--- EXERCISE DIRECTIONS ---
When you reproduce the entries below, keep each one exact and drop any pictures.

--- EXTRACTED DATA ---
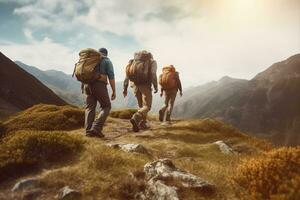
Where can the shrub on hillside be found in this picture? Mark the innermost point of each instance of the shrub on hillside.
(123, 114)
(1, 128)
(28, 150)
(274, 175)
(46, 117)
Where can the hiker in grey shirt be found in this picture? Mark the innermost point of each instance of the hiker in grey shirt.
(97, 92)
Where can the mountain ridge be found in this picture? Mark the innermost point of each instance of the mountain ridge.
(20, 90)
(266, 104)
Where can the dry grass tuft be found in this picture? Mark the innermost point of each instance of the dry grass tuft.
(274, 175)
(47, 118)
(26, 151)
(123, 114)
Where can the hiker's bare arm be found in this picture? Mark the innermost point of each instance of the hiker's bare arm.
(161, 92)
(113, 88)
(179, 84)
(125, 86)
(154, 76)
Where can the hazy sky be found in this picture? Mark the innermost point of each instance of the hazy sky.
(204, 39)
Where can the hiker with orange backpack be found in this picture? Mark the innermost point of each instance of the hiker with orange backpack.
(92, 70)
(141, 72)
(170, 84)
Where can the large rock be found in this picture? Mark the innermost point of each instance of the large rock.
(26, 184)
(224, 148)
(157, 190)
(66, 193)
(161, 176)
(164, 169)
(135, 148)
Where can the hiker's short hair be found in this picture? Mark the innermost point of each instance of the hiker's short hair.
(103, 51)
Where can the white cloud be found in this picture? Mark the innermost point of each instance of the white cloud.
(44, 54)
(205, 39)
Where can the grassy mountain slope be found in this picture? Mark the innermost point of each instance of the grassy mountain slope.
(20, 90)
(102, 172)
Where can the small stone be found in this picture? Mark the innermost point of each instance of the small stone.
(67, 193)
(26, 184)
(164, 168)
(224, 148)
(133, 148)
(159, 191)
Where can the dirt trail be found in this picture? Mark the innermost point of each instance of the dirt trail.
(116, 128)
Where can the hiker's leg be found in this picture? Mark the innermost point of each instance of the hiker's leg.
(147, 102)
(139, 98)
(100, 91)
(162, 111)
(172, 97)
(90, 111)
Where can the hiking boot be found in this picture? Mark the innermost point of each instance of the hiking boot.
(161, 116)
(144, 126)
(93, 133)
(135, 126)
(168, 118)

--- SOLUTION TO THIS PROBLEM ---
Where can the shrub on hillside be found in this picture? Mark the innermost point of each instance of the shrub on hillside.
(123, 114)
(1, 128)
(28, 150)
(274, 175)
(46, 117)
Where can the hiker in grey shirt be found in this picture? Mark the innermost point of each instance of the hiker in grey shirt.
(97, 92)
Where can the mountain ridge be found in this picture? Mark the innermost point of each instance of the mountain ridge.
(20, 90)
(266, 104)
Where can the dry grass tuft be found in this picture? Mark the innermost point of each instance of the dry grass tuft.
(274, 175)
(47, 118)
(26, 151)
(123, 114)
Where can the hiker's bare arm be found in this picture? Mark the innermost point of each instance of the hiker's bare arm.
(161, 92)
(113, 88)
(179, 84)
(125, 86)
(154, 76)
Where can the hazy sky be found in this picture? Mark the innermost point of each instance of the hazy sky.
(204, 39)
Where can the hiker with orange backpack be found in this picture? Mark the innermost point of each instance of the hiker with orange backpack.
(92, 70)
(141, 72)
(170, 84)
Where can the large rock be found in this picture? Mark the innermost point of each instance of the large rock.
(26, 184)
(224, 148)
(157, 190)
(66, 193)
(161, 176)
(164, 169)
(135, 148)
Where can the hiker's short hair be found in this picture? Mark the innermost point of each instance of the hiker's short hair.
(103, 51)
Where can the white cloud be found in this picture? Mark the innermost point of each instance of the white cloud.
(44, 54)
(205, 39)
Where can the grassy mountain slope be found in this picture? Mark the innermost point of each instance of the grassy mountain slope.
(20, 90)
(102, 172)
Where can the small stone be found in this picture? Mark the innermost point of each instance of the small stone.
(67, 193)
(26, 184)
(164, 168)
(224, 148)
(133, 148)
(159, 191)
Where can the dirt trail be found in this picture? Mark the innermost point of each instance of the dirt trail.
(116, 128)
Where can the hiker's leg be found in this picture? Mark the innermost point of each instance of the hiker's leg.
(147, 102)
(139, 98)
(100, 91)
(162, 111)
(172, 97)
(90, 111)
Where can the hiking boot be found in this picture? Mark the innermost point of each instance of the hiking boot.
(161, 116)
(144, 126)
(93, 133)
(135, 126)
(168, 118)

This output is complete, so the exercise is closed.